## DIRECTION
Could you print the data below line for line, with nothing changed?

Dataset rows:
== == ==

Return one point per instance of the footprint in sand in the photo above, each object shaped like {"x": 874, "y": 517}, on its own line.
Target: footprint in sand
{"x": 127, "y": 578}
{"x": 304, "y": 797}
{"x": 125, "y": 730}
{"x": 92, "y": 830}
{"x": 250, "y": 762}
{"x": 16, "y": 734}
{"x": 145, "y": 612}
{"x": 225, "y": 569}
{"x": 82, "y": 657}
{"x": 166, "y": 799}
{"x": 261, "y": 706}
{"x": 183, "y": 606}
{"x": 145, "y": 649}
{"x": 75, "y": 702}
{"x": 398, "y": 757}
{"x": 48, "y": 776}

== == ==

## COMPLETE OUTPUT
Return one point per instance of the footprint in sand in the photo above, each object shaped like {"x": 874, "y": 517}, on its own line.
Target: footprint in sand
{"x": 127, "y": 578}
{"x": 304, "y": 797}
{"x": 125, "y": 730}
{"x": 92, "y": 830}
{"x": 250, "y": 762}
{"x": 16, "y": 734}
{"x": 145, "y": 612}
{"x": 225, "y": 569}
{"x": 82, "y": 657}
{"x": 166, "y": 799}
{"x": 261, "y": 706}
{"x": 183, "y": 606}
{"x": 145, "y": 649}
{"x": 75, "y": 702}
{"x": 398, "y": 757}
{"x": 48, "y": 776}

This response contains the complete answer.